■ **What to produce**
Write out exactly the lines from the one containing "line, e.g. (456,76)." through the last line of the records below, including both.

[Photo object pointing records]
::::::

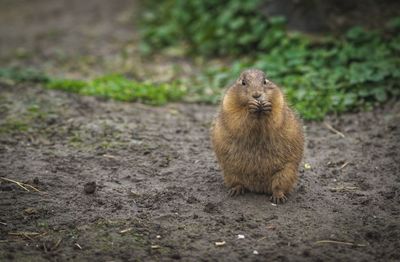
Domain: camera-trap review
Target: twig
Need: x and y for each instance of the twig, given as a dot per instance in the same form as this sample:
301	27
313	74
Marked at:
339	242
20	184
343	188
24	233
334	130
344	165
57	244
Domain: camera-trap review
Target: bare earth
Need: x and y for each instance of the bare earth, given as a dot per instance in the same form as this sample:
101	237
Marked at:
159	193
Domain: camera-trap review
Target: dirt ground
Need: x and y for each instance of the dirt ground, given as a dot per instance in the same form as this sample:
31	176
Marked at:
159	193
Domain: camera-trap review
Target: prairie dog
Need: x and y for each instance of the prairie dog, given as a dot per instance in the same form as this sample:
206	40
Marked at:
257	138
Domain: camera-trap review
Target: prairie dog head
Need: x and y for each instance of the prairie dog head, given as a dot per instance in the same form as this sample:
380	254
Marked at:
254	92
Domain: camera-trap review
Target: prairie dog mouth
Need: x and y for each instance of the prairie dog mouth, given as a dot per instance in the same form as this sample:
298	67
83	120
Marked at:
259	107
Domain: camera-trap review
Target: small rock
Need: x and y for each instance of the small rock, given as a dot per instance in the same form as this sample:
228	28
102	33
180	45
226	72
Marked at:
90	187
221	243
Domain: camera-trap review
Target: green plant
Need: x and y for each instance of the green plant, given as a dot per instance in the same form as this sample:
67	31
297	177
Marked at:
209	27
356	70
116	87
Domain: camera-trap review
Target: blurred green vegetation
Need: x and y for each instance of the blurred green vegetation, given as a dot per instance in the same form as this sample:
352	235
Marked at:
320	75
116	87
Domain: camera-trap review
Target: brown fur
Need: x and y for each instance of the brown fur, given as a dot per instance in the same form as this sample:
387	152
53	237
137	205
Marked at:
258	142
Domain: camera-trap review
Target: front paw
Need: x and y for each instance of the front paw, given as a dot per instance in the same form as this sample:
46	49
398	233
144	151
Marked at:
236	190
278	198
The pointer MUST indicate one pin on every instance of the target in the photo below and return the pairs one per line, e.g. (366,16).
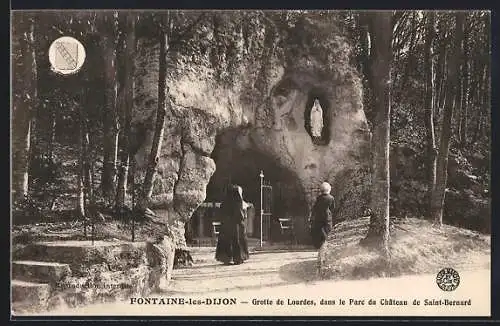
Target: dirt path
(261,270)
(257,286)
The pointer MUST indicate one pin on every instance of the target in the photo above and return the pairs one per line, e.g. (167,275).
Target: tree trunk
(465,90)
(481,99)
(428,106)
(81,167)
(24,101)
(438,194)
(381,35)
(110,123)
(52,136)
(147,187)
(128,91)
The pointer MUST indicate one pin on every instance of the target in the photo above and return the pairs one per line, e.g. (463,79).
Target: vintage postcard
(250,163)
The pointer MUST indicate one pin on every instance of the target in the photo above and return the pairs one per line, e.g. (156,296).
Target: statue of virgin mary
(316,119)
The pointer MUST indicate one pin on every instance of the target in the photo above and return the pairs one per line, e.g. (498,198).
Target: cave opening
(242,166)
(317,98)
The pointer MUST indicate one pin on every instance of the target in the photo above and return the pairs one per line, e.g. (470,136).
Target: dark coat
(322,219)
(232,244)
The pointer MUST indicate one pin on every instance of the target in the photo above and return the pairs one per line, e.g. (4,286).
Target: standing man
(322,215)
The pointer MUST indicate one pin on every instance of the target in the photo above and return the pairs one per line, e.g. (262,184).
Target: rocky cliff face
(265,113)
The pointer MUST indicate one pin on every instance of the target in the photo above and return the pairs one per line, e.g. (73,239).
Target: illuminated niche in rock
(316,118)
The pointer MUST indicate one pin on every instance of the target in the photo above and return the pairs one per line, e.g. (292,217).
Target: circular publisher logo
(448,279)
(66,55)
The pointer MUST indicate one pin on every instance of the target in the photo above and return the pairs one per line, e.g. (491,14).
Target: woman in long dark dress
(232,244)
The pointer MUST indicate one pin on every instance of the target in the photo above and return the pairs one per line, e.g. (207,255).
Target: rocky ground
(292,277)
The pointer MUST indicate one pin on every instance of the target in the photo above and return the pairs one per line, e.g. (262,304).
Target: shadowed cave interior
(243,166)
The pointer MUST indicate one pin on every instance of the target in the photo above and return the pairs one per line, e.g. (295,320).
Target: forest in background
(426,79)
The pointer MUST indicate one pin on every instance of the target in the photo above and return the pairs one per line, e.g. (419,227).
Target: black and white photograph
(250,163)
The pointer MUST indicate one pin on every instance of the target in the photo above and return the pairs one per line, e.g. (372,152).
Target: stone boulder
(266,114)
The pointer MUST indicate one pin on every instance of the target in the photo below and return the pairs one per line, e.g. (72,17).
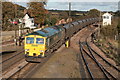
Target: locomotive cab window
(39,41)
(29,40)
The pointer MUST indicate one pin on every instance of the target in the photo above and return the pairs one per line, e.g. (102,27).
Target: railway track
(12,64)
(96,65)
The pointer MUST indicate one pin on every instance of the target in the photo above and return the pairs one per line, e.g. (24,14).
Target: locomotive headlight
(41,51)
(26,49)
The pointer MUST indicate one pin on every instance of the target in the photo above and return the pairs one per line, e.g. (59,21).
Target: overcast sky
(80,5)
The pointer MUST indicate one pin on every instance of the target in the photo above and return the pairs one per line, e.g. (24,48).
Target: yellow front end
(35,46)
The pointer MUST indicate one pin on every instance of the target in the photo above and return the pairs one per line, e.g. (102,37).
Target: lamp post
(69,9)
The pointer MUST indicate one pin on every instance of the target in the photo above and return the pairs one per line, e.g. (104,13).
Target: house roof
(107,14)
(27,15)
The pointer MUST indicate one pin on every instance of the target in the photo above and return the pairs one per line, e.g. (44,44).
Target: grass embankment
(110,47)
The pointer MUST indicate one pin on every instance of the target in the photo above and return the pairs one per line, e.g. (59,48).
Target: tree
(37,10)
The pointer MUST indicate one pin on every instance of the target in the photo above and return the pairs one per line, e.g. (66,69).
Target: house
(29,22)
(107,17)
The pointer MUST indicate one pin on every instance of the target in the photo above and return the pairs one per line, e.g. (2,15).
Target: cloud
(84,6)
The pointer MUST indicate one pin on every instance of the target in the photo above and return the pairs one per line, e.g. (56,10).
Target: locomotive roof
(47,31)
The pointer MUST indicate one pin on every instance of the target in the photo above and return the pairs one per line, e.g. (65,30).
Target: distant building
(106,19)
(29,22)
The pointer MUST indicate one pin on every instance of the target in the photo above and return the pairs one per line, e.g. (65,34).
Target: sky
(79,5)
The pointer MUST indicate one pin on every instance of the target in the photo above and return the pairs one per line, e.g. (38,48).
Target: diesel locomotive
(41,43)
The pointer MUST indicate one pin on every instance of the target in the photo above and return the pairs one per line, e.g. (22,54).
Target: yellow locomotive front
(35,46)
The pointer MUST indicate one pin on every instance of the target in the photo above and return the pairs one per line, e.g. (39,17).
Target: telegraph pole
(69,10)
(14,24)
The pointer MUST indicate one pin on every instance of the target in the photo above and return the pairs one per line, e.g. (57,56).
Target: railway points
(55,66)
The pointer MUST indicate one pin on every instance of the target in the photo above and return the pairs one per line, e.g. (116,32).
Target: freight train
(41,43)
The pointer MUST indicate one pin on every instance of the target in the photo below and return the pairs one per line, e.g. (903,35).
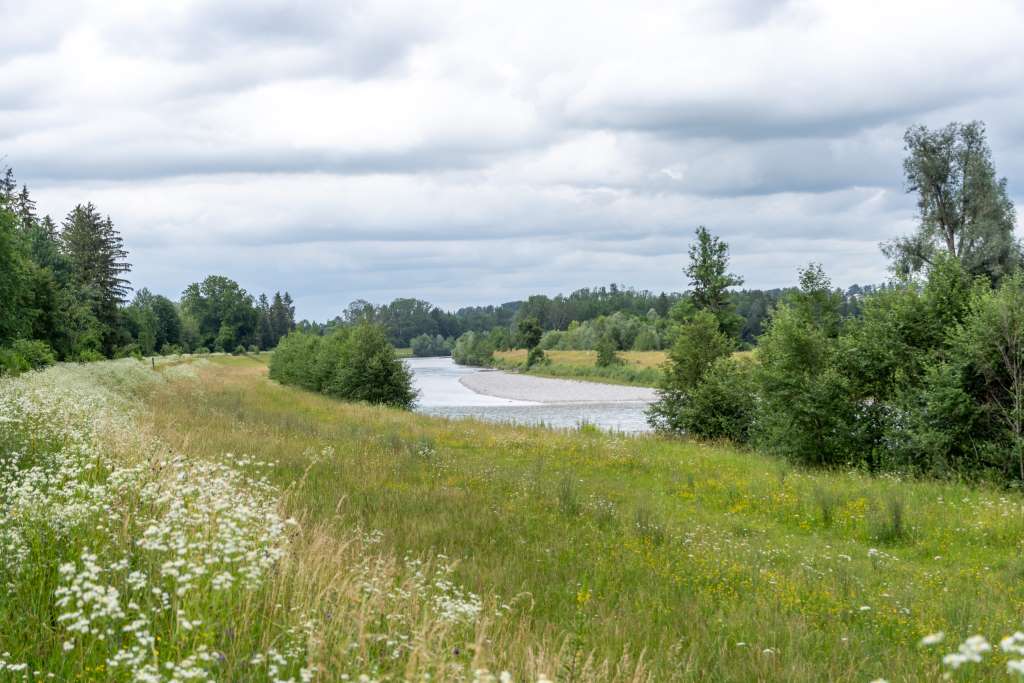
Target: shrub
(368,370)
(37,353)
(425,346)
(355,364)
(698,344)
(646,340)
(536,357)
(606,355)
(473,349)
(722,404)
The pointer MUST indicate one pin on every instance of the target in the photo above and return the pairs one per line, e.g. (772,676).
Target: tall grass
(638,557)
(123,559)
(351,541)
(638,368)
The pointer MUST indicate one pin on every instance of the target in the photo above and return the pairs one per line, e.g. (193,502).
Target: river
(441,393)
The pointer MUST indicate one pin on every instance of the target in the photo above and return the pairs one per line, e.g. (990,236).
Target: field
(638,369)
(424,546)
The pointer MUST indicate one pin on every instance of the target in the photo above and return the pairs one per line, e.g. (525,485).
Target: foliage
(473,349)
(528,333)
(222,312)
(368,370)
(698,344)
(352,365)
(722,404)
(966,211)
(710,281)
(623,546)
(425,345)
(606,355)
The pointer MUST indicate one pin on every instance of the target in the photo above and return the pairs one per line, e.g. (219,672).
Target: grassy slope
(708,562)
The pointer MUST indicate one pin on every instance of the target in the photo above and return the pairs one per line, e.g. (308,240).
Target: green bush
(473,349)
(12,363)
(536,357)
(37,353)
(698,344)
(368,370)
(355,364)
(425,346)
(606,352)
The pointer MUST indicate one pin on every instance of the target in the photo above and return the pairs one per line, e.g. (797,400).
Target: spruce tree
(8,188)
(95,254)
(25,207)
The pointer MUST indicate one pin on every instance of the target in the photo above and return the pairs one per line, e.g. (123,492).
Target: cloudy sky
(479,152)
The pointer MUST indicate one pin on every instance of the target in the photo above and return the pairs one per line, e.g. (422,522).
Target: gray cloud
(476,153)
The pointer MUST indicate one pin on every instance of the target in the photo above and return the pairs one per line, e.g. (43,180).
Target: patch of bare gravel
(548,390)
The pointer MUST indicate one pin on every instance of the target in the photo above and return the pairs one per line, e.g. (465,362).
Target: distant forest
(65,294)
(619,307)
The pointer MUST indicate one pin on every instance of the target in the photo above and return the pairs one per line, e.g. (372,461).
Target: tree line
(928,377)
(65,295)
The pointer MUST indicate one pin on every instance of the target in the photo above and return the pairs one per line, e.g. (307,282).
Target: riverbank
(546,390)
(603,558)
(641,369)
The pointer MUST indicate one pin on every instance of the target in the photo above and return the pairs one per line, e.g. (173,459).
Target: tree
(698,344)
(529,332)
(95,256)
(368,370)
(965,209)
(710,280)
(991,342)
(222,311)
(13,323)
(606,355)
(8,188)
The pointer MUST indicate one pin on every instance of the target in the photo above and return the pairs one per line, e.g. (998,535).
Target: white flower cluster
(974,648)
(164,534)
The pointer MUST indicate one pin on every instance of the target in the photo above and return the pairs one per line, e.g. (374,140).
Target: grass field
(625,558)
(638,369)
(429,547)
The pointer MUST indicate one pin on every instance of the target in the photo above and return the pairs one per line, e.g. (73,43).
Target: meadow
(205,521)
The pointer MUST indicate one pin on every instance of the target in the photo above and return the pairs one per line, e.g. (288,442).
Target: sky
(474,153)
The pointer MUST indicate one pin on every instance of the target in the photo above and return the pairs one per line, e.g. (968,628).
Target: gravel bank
(547,390)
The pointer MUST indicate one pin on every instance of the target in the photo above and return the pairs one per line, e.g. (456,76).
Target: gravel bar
(547,390)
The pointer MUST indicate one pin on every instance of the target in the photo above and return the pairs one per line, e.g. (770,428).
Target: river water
(442,394)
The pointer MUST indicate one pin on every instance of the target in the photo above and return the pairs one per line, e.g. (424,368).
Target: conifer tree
(95,254)
(25,207)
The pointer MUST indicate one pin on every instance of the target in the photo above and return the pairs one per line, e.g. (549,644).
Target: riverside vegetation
(346,540)
(195,519)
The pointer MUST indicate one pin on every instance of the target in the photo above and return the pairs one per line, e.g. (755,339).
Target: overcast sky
(479,152)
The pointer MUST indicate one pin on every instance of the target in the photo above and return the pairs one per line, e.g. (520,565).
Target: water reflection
(442,394)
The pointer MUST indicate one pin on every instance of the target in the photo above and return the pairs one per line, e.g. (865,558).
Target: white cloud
(475,153)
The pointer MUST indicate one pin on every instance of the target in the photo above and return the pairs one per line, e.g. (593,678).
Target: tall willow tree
(964,208)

::::::

■ **Right answer**
The pointer MUST indicate one pin on every instance of the target in the photo above and return the pairs one per line, e.g. (456,76).
Target: gravel bar
(547,390)
The pointer MUST indicate one pin on every instance of the target in the photo above and return the pairs one per line, e.g. (770,428).
Target: river water
(442,394)
The pointer MUST indicate one pin on every instance of the target in the photo above and return the pairs one per line, e.g. (424,368).
Target: conifer tree
(95,254)
(25,207)
The pointer MUST indicate one pin on every instance of the target in the photo above and return the pairs one per line, e.g. (549,644).
Target: riverside vegetation
(346,540)
(195,519)
The pointer MUST indicate one pin on every instance of the target in the photo above and return the pairs one per line, e.g. (755,339).
Target: overcast sky
(479,152)
The pointer MUST indicate one pin on every instance of the target in the photo above and return the pairs one per line, e.g. (520,565).
Target: water reflection
(442,394)
The pointer MUST indicate one pin on every instance of the target in the photo above and return the pairs one per line, e.g. (865,558).
Target: white cloud
(475,153)
The pointer MUST indicate one pin on every instance of the target in the photo above and return the pairs one per line, e.g. (593,678).
Target: tall willow tree
(964,208)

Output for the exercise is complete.